Vakit öğlene yaklaşmaya yüz tutup asfalttan yüzüme sıcak vurunca serin, sessiz ve huzur dolu evime geldim. Hafif ama doyurucu öğlen yemeğimi hazırlayıp, yedim.
Belirtmeden geçemeyeceğim: son 2 aydır yaptığım sıkı diyet nihayet sonuç verdi. Şu anda tüm zamanlarımın en iyi yağ, kas, kemik oranındayım ve kendimi oldukça fit hissediyorum.
Diyet başlangıcımda tartıdaki kilom ile yüzleşince ‘yandım Allah’ diyerek kendime hedef koyduğum kiloya az kaldı: 1, 5 kg. Onu da verirsem -ki çok motiveyim, kısa sürede verebileceğimi düşünüyorum- değmeyin keyfime.
Kilo vermek, fit hissetmek, hedefe ulaşmak vs bunlar hiç şüphesiz çok keyifli şeyler ama beni en çok sevindiren dün diyetisyenim ile yaptığımız uzunca sohbette onun ağzından duyduklarım oldu.
Sevgili Aysun Gökçen hnm, bendeki zoru başarma azmini çok takdir ettiğini ve kendisinin gözdelerinden olduğumu söyledi.
Ona gitmeye başladığımda aslında zaten boyuma ve yaşıma göre olmam gereken kilonun ve yağ oranının alt sınırlarındaydım. Birlikte çalışmaya başlarken zor bir işe girdiğimizi, bu alt seviylerde gram gram ilerleyeceğimizi, motive ve kararlı olmam gerektiğini belirtmişti.
Her ne kadar iştah konusunda iddialı isem de kararlılık ve motivasyon konularında da dişli bir karakter olduğuma ispatın zamanı işte gelmişti.

> [Kaydedilen Bilgiler]:
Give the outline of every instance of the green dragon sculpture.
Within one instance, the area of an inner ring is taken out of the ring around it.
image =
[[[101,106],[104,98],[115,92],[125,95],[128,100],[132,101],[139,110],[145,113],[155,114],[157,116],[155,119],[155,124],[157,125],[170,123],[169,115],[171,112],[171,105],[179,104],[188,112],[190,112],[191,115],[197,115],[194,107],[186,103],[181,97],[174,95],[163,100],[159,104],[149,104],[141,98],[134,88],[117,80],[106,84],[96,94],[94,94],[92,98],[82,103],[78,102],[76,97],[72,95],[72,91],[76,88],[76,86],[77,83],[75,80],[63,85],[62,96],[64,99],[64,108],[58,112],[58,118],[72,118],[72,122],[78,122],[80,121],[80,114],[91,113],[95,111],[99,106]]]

> [Yönerge ve Koşullar]: Diyet yazısında "Kilo vermek, fit" sözcükleriyle başlayıp aşağıya doğru "olmam gerektiğini belirtmişti." sözcüklerine kadar uzanan bölümün tamamını hiçbir değişiklik yapmadan alıntılayınız.

> [Tamamlanan Alıştırma]:
Kilo vermek, fit hissetmek, hedefe ulaşmak vs bunlar hiç şüphesiz çok keyifli şeyler ama beni en çok sevindiren dün diyetisyenim ile yaptığımız uzunca sohbette onun ağzından duyduklarım oldu.
Sevgili Aysun Gökçen hnm, bendeki zoru başarma azmini çok takdir ettiğini ve kendisinin gözdelerinden olduğumu söyledi.
Ona gitmeye başladığımda aslında zaten boyuma ve yaşıma göre olmam gereken kilonun ve yağ oranının alt sınırlarındaydım. Birlikte çalışmaya başlarken zor bir işe girdiğimizi, bu alt seviylerde gram gram ilerleyeceğimizi, motive ve kararlı olmam gerektiğini belirtmişti.